• _THE DATA_
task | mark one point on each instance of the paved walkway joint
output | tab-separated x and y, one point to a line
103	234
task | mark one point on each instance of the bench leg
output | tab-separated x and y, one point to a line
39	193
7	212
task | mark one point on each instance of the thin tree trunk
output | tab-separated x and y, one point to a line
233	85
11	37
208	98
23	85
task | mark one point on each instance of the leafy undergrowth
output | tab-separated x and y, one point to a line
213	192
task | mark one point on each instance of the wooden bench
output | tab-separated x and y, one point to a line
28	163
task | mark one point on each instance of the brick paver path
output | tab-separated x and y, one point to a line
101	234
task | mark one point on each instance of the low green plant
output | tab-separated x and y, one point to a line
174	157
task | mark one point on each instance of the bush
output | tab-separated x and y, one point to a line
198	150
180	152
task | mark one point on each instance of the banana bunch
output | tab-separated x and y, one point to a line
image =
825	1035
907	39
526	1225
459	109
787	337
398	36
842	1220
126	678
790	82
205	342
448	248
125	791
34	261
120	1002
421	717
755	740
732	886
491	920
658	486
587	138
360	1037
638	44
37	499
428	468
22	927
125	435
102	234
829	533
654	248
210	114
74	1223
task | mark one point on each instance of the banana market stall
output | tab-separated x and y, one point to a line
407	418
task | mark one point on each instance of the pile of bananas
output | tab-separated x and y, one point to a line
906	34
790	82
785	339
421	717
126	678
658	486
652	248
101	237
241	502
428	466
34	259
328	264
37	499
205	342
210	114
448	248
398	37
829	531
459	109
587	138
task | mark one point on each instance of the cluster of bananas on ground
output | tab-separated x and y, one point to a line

• _TASK DETAILS_
Copy all of the data above line for line, changing no character.

• _FINAL RESULT_
task | mark one point on each instance of the paved walkway joint
output | tab-separated x and y, one point to a line
103	234
task | mark one point on each instance of the bench leg
output | tab-separated x and y, one point to a line
39	193
7	212
task | mark one point on each instance of the thin tree trunk
output | tab-separated x and y, one point to a line
233	85
11	37
208	98
23	85
task | mark one point on each instance of the leafy undergrowth
output | tab-separated x and y, one point to a line
213	192
task | mark one point on each instance of the wooden bench
output | tab-separated x and y, one point to a line
28	163
task | mark one point on each instance of the brick paver path
output | tab-separated x and y, one point to a line
101	234
task | mark one point on each instance of the low green plant
output | tab-separated x and y, one point to a line
174	157
task | mark one point on each instance of the bush
output | tab-separated x and y, one point to a line
198	150
180	152
task | mark one point on each instance of the banana bunch
output | tab-separated x and y, one point to a line
image =
825	1035
907	39
526	1225
459	109
787	337
398	36
842	1220
126	678
790	82
205	342
448	248
125	791
34	261
120	1002
421	717
755	740
732	886
491	920
658	486
587	138
360	1037
638	44
37	499
428	468
22	927
125	435
102	234
829	533
654	248
210	114
74	1223
task | mark one point on each instance of the banana market stall
output | tab-separated x and y, one point to a line
407	418
task | mark one point on each instance of the pile of bananas
output | tab-separated x and y, one point to a line
906	34
790	82
785	339
421	717
126	678
658	486
652	248
101	237
241	502
428	466
34	259
328	264
37	499
205	342
210	114
448	248
398	37
829	531
459	109
587	138
task | mark one point on each instance of the cluster of bananas on ground
output | tab-separated x and y, one point to a line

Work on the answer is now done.